### [What you need to do]
In the opinion piece on BC tuition fees, the writer says school should be free. What reason does the piece give for that view?

### [Exercise text]
As the cold hard cash slid across the counter, that spirit crushing weight finally slipped off my back. I was making my final student loan payment and boy-howdy it felt good. So good that I temporarily blocked out the fact that the career I had gone to school for had ended over a year ago due to re-structuring. Not to mention I was still paying off pizza, beer and books graciously paid for by Aunt Visa.
But that was a simpler time. The tuition freeze was still in effect and it was generally accepted that people wanting to get ahead had three choices. You had to know someone, be rich, or get an education. Education used to be the only gleam of hope for middle to low income families. Go to school and one day you might make enough to afford some luxuries like rent or three meals a day. It's that reason I believe that school should be free.
Now however, that faint glimmer of hope is gone forever. In 2001, Gordon Campbell and the BC Liberals campaigned on a promise to keep tuition fees frozen and increase the quality of education at BC colleges and universities. As any parent or student is well aware, Campbell instead spat on students by increasing tuition fees by 70 percent for undergraduate programs, and by as much as 150 percent at BC colleges and university- rcent! And it's not over yet, there is still talk of another 35 percent increase at SFU next fall.
Of course this had the obvious effect. Now, middle and lower class students are leaving school by droves simply because they can't afford it.
Federally Paul Martian announced that there is good news for students as they can now have bigger student loans. What? How is a bigger debt for the same paper going to help anyone but the banks?
Bottom line: if your rich, you're in. Those without pockets yet still possessed with the fire to better yourself with education; more power to you. Unfortunately, this leaves you seeking alternative fundraising avenues. And baring a full on scholarship, you're once again forced to rely on sex, drugs, and rock and roll. First step: become a rock star. If that works, great! If not, remember your math teacher droning on and on with you thinking you'll never use this information in real life? Well that was before you realized you might have to sell drugs to go to university. Now your knowledge of grams, ounces and pounds will really help you get ahead.
For those more comfortable with biology, you're in luck as the oldest profession is also hiring. Don't fret fella's, selling your body for cash isn't just for the ladies. Now you too can afford to pay your tuition one lonely sailor at a time. If you're uncomfortable, just close your eyes, lean back, thank Gordon Campbell, and pray that it will all be over soon.

[Items from a data source]

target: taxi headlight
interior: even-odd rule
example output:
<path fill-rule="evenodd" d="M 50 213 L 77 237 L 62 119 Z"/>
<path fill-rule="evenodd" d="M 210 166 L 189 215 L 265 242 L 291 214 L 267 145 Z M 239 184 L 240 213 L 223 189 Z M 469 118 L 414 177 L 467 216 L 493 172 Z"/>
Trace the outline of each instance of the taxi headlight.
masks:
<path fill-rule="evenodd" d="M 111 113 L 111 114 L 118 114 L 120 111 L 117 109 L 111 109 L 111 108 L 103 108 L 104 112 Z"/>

### [Exercise result]
The writer holds that school should be free because education used to be the only hope for middle- and low-income families to get ahead. Without knowing someone or being rich, going to school was their one way to someday earn enough to afford basics like rent or three meals a day.